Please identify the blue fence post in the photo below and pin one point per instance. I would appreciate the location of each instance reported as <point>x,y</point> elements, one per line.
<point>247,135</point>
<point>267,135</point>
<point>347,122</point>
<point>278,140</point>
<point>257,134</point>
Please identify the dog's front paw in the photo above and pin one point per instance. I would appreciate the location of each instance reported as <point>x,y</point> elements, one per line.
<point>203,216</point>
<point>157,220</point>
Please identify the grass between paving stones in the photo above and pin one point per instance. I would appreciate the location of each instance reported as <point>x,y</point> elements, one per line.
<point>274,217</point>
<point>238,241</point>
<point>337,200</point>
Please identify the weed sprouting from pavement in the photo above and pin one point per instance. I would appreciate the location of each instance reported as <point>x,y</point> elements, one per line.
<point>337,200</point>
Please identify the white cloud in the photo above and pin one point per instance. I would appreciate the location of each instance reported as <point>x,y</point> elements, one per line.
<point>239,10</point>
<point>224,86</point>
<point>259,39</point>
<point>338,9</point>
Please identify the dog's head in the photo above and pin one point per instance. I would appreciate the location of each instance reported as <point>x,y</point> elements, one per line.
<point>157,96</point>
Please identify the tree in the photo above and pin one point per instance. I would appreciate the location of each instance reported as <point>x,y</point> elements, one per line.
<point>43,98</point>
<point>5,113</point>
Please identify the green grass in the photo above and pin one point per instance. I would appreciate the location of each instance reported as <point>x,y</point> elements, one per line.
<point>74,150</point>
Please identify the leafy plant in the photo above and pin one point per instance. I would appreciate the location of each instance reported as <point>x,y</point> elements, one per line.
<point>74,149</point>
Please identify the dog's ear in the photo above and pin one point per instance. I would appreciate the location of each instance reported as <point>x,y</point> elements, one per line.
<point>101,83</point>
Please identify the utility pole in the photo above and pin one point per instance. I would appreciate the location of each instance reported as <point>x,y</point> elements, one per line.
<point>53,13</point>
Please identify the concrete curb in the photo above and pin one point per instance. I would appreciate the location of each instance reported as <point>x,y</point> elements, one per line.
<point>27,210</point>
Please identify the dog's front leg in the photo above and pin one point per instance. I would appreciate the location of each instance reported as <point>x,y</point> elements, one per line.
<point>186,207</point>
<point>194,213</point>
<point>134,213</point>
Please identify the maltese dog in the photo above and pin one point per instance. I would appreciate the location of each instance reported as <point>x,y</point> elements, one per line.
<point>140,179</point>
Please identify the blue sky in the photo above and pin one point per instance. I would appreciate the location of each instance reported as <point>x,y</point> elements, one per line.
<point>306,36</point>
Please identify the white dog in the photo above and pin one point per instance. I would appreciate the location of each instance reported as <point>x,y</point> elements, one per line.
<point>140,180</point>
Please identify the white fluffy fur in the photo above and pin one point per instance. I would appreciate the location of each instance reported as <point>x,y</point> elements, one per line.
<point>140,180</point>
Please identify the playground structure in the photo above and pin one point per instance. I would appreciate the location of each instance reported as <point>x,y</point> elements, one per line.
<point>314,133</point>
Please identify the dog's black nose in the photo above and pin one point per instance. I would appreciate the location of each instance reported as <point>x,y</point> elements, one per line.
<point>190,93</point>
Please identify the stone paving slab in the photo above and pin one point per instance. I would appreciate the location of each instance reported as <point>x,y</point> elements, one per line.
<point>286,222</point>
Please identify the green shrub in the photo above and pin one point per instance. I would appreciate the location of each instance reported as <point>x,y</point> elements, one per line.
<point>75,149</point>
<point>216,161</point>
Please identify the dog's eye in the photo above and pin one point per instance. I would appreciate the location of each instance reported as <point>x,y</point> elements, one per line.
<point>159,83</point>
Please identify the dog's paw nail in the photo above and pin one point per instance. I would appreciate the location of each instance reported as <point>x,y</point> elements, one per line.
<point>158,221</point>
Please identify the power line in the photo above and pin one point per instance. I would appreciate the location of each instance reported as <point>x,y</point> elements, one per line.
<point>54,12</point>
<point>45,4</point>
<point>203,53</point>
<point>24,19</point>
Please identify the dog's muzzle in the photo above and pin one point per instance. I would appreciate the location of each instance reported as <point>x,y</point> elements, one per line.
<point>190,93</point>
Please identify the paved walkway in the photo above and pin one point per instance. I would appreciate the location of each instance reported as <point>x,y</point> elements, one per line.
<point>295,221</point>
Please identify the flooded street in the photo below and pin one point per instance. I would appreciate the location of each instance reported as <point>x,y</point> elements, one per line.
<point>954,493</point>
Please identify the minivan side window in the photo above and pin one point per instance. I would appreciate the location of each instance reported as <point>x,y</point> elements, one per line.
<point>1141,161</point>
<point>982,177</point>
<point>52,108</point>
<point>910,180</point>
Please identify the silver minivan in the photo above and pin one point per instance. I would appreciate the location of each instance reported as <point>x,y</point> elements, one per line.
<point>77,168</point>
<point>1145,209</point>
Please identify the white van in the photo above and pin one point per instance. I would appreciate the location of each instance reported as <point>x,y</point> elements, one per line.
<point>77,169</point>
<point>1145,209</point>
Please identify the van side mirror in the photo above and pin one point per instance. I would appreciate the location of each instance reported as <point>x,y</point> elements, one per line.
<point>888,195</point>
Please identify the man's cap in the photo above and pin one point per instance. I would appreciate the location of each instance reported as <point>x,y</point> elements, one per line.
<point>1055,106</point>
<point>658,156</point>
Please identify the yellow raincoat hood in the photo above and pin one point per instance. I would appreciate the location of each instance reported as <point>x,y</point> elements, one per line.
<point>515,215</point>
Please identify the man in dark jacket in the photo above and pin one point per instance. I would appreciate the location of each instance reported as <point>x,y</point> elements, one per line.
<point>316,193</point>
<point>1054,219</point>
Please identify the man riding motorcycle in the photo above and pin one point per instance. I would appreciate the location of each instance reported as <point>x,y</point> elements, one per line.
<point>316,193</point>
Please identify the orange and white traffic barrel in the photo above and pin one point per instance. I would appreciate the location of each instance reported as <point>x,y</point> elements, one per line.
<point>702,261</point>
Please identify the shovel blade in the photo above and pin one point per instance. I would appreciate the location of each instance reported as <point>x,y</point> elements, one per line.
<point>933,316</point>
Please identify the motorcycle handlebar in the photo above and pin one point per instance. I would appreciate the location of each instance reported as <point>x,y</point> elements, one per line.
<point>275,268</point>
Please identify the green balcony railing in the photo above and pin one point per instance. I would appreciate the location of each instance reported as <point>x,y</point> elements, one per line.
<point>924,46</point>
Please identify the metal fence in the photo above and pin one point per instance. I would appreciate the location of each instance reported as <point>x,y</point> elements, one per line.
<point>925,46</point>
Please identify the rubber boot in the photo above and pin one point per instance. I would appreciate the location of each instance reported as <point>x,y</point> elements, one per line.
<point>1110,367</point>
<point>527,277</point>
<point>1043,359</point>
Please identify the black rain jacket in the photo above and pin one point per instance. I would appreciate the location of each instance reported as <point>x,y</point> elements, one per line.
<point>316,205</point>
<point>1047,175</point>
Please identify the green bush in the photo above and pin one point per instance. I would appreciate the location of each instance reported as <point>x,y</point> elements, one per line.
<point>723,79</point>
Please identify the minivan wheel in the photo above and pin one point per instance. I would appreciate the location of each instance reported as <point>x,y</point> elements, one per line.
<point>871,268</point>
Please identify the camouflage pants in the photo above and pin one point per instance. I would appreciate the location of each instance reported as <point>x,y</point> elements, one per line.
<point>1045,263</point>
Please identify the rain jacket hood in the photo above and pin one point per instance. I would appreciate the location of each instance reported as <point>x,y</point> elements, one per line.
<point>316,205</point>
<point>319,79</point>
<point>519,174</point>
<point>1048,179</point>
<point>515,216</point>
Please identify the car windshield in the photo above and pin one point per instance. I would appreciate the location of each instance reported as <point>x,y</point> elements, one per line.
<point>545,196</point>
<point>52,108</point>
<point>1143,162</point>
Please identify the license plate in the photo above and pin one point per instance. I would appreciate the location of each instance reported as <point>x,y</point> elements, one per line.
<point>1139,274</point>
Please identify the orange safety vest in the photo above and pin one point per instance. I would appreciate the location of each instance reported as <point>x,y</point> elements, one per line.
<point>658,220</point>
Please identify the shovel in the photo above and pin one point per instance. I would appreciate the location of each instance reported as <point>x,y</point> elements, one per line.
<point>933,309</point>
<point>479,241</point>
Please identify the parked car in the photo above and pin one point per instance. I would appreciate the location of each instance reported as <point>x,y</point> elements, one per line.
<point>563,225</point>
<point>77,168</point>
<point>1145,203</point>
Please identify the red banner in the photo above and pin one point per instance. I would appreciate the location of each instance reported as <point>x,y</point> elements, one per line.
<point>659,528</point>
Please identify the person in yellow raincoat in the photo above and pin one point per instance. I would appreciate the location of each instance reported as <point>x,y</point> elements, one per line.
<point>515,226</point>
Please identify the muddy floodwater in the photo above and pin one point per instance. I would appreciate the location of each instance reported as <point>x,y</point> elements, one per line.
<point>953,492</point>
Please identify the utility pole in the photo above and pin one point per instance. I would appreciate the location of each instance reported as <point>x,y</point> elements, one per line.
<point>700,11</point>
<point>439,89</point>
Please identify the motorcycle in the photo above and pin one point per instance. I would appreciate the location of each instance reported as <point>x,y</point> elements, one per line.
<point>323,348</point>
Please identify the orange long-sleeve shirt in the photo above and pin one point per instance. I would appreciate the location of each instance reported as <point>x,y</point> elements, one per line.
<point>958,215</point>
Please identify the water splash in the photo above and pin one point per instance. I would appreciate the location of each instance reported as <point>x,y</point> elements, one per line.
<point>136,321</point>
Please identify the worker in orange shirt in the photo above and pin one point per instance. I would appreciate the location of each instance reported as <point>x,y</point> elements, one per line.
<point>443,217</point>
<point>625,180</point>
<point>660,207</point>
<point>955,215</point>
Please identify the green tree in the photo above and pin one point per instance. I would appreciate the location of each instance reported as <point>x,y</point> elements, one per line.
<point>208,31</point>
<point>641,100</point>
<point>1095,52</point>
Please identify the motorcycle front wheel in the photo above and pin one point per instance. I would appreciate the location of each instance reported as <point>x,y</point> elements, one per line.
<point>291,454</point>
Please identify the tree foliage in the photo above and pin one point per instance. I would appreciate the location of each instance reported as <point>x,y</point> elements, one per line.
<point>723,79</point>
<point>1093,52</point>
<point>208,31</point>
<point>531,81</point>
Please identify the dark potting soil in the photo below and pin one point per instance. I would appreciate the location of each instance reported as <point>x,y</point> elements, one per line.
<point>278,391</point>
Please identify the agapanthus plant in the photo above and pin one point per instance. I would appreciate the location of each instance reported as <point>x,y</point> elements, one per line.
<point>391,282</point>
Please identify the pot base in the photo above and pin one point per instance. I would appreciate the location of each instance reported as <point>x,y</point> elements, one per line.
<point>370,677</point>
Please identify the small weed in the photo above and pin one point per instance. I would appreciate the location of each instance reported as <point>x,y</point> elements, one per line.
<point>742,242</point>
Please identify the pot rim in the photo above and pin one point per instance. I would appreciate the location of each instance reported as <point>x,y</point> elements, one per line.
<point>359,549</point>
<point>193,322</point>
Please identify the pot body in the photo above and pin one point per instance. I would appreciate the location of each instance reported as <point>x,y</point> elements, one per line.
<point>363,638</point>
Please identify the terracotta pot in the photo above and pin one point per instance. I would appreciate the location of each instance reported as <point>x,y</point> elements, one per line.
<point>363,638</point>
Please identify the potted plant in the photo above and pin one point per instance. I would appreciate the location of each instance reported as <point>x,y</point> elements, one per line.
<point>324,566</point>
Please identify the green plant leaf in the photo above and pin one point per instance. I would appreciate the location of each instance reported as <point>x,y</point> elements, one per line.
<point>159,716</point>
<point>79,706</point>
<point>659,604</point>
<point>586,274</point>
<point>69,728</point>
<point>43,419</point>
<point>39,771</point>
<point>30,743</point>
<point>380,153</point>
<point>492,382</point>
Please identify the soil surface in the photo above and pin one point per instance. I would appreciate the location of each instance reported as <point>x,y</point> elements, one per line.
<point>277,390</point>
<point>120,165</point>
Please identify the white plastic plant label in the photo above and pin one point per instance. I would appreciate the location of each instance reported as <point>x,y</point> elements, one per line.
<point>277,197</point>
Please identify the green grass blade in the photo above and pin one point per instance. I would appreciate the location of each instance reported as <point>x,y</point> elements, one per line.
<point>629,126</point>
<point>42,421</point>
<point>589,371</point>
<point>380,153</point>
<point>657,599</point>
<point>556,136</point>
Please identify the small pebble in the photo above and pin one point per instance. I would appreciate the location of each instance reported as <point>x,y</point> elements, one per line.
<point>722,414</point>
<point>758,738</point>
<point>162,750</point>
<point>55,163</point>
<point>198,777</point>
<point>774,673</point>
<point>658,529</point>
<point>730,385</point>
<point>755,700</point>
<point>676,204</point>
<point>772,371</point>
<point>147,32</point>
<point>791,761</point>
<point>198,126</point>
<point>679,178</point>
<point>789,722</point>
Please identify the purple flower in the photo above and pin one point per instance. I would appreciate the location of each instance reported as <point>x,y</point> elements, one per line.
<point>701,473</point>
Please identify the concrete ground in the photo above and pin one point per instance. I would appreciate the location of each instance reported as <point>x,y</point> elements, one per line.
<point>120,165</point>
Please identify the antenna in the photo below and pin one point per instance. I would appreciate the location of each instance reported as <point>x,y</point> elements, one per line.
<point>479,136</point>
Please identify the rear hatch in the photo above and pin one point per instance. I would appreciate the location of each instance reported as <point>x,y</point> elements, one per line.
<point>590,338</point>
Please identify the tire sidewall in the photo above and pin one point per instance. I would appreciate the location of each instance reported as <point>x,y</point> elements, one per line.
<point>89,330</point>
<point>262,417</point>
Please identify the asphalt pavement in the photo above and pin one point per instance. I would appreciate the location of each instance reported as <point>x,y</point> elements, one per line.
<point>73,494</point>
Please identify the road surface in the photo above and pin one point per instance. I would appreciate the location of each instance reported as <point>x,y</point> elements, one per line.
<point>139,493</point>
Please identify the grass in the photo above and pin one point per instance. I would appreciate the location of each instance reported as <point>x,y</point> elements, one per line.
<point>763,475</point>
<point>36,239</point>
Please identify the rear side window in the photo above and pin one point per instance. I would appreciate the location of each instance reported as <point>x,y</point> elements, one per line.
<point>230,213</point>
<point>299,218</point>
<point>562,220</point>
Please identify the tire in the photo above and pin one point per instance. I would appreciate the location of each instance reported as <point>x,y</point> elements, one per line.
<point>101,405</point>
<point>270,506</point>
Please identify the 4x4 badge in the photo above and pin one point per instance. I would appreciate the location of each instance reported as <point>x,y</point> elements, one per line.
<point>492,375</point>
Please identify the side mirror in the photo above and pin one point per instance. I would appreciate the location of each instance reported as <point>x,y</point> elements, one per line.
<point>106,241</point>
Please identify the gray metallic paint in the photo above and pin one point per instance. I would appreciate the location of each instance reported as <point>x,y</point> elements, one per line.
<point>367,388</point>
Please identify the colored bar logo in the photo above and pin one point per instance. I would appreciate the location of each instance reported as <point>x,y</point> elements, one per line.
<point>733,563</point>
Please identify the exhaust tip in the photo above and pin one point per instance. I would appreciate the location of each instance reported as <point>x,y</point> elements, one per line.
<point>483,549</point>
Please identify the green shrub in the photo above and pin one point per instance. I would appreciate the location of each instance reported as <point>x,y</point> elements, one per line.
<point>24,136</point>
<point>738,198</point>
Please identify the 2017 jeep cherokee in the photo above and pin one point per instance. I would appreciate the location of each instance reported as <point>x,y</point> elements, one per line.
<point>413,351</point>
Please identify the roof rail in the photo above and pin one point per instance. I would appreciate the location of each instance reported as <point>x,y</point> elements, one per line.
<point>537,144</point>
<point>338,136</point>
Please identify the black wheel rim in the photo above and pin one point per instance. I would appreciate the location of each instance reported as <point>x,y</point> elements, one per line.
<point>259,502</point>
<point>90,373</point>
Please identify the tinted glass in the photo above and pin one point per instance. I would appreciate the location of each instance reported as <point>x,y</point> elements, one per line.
========================================
| Aim |
Copy out the stretch of the listing from the line containing "Please identify the man's" through the line containing "<point>658,156</point>", both of those lines included, reproducing each line unchanged.

| Answer to this exercise |
Please identify the man's cap in the photo above and pin one point per instance. I would appreciate the location of each instance reported as <point>x,y</point> elements, one per line.
<point>1055,106</point>
<point>658,156</point>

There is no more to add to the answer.